* Document extract:
** Begin **

# Grubhub No Tip Orders



## uberboy1212 (Jan 10, 2017)

I have been getting a lot more no-tip orders lately, has anyone else been noticing this? Im talking like half the orders I get are no tip and I always work on schedule. Reminds me of when I did PM. I used to get 70-80% tips on PM but by the time I quit I would be lucky to get 50%.


----------



## andaas (May 19, 2015)

I see no tip orders on Grubhub, but I certainly don't deliver them. I probably see 3-5 per week.


----------



## uberboy1212 (Jan 10, 2017)

I rejected 6 in one day. I see 1-2 good orders a day and the rest are $6-7 orders. Maybe it’s just me or my area but I’m taking a break from them. Tips are literally the only reason to be on GH


----------



## Tuxi (Apr 2, 2018)

Yes, I've noticed a lot of no tip GH orders lately. Because of that, I started driving more for other apps. Last week, I got 3 cash tips in a row. That was shocking.


----------



## MykUberBoy (Mar 16, 2017)

If I saw no tip on the apps... and Im under guarantee hour. I demand a tip, I say it upfront “ hey no tip?!” ... I guess that way either to teach them a lesson, on courtesy of tipping, or if they are really broke... The next time, they need to drag their ass to pickup their own food! And also I am helping the next guy! You’re welcome!

Or my other option... if they lived in a apartment without tip. And they have a bunch of instructions to deliver thru their door... I call them and demand to pick it up on the curb! If they insist of delivering thru their door. My 1st question is... “are you gonna tip me?”

** End **

* Goal 1: Print the forum thread about Grubhub no-tip orders word for word, from beginning to end.

* Available data:
** Begin **

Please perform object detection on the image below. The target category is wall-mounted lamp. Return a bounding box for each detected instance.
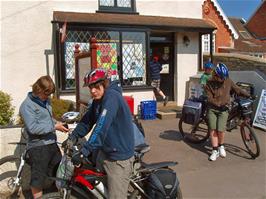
[183,35,190,46]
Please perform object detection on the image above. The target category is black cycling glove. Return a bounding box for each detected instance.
[71,152,84,167]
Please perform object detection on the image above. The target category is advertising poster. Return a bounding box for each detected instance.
[97,43,118,80]
[253,89,266,130]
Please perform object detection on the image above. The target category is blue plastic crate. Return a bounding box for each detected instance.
[140,100,157,120]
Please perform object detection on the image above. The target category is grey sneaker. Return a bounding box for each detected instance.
[163,96,168,106]
[218,145,226,158]
[209,150,219,161]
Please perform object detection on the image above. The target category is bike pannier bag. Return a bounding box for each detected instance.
[146,169,179,199]
[55,155,74,189]
[182,99,202,124]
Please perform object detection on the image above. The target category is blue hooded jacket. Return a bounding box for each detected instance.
[71,81,134,160]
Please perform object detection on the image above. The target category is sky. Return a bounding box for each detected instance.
[217,0,262,21]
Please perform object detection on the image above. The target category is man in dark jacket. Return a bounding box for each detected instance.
[150,56,168,106]
[67,68,134,199]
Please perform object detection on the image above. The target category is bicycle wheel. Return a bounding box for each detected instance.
[42,192,77,199]
[178,117,210,144]
[0,155,30,198]
[240,122,260,159]
[176,186,183,199]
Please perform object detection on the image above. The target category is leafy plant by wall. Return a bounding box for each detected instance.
[0,90,15,126]
[51,98,75,121]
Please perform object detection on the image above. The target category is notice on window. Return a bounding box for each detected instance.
[97,43,118,80]
[160,64,169,74]
[253,89,266,130]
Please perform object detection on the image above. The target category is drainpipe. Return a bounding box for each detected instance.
[44,49,54,75]
[210,32,213,63]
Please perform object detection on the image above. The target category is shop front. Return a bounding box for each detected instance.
[53,11,214,112]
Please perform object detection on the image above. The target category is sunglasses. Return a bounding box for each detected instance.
[89,83,102,89]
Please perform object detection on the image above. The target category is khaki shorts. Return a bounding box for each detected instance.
[151,79,161,93]
[207,108,228,132]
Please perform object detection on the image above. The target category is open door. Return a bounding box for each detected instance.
[150,43,174,101]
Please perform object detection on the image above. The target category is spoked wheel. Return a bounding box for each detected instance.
[240,122,260,159]
[0,155,30,199]
[42,192,77,199]
[178,117,210,144]
[176,186,183,199]
[0,156,20,198]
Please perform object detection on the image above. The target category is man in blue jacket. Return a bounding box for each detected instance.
[69,68,134,199]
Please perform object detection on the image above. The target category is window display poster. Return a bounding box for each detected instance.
[97,43,118,80]
[160,64,169,74]
[253,89,266,130]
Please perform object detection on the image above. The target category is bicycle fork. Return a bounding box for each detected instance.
[10,154,25,194]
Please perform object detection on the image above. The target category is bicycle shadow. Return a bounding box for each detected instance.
[159,130,183,142]
[159,130,212,155]
[159,130,253,160]
[224,143,253,160]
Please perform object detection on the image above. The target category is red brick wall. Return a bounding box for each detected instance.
[246,1,266,37]
[202,0,233,52]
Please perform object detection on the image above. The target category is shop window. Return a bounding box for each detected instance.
[59,29,146,90]
[63,30,92,90]
[98,0,136,12]
[122,32,146,86]
[202,34,215,53]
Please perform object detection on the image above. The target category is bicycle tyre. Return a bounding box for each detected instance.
[0,155,30,198]
[176,186,183,199]
[240,122,260,159]
[42,192,78,199]
[178,117,210,144]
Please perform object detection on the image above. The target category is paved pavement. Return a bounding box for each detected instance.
[142,118,266,199]
[0,118,266,199]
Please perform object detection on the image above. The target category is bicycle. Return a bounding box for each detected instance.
[178,96,260,159]
[43,114,182,199]
[0,112,79,199]
[43,144,182,199]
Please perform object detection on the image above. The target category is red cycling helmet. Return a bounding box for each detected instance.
[153,56,159,62]
[83,68,107,87]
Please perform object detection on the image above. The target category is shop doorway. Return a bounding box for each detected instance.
[150,41,175,101]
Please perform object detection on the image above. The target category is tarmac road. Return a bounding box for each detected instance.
[141,118,266,199]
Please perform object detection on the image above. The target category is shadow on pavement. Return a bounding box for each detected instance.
[224,143,253,160]
[159,130,211,155]
[159,130,183,142]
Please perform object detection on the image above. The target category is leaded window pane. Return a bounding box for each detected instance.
[64,30,92,89]
[95,31,119,80]
[122,32,146,86]
[117,0,131,8]
[99,0,115,6]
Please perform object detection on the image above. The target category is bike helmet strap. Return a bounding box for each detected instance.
[215,63,229,80]
[83,68,107,87]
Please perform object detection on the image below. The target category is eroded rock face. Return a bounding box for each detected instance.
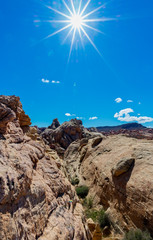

** End **

* Goal 2: Output the stretch of the records from the line containing "category is sunglasses." through the line containing "[89,83,102,89]", both ends included, reproducing those lines verbatim and nothing else.

* Solution 1:
# Grubhub No Tip Orders



## uberboy1212 (Jan 10, 2017)

I have been getting a lot more no-tip orders lately, has anyone else been noticing this? Im talking like half the orders I get are no tip and I always work on schedule. Reminds me of when I did PM. I used to get 70-80% tips on PM but by the time I quit I would be lucky to get 50%.


----------



## andaas (May 19, 2015)

I see no tip orders on Grubhub, but I certainly don't deliver them. I probably see 3-5 per week.


----------



## uberboy1212 (Jan 10, 2017)

I rejected 6 in one day. I see 1-2 good orders a day and the rest are $6-7 orders. Maybe it’s just me or my area but I’m taking a break from them. Tips are literally the only reason to be on GH


----------



## Tuxi (Apr 2, 2018)

Yes, I've noticed a lot of no tip GH orders lately. Because of that, I started driving more for other apps. Last week, I got 3 cash tips in a row. That was shocking.


----------



## MykUberBoy (Mar 16, 2017)

If I saw no tip on the apps... and Im under guarantee hour. I demand a tip, I say it upfront “ hey no tip?!” ... I guess that way either to teach them a lesson, on courtesy of tipping, or if they are really broke... The next time, they need to drag their ass to pickup their own food! And also I am helping the next guy! You’re welcome!

Or my other option... if they lived in a apartment without tip. And they have a bunch of instructions to deliver thru their door... I call them and demand to pick it up on the curb! If they insist of delivering thru their door. My 1st question is... “are you gonna tip me?”

* Solution 2:
Please perform object detection on the image above. The target category is sunglasses. Return a bounding box for each detected instance.
[89,83,102,89]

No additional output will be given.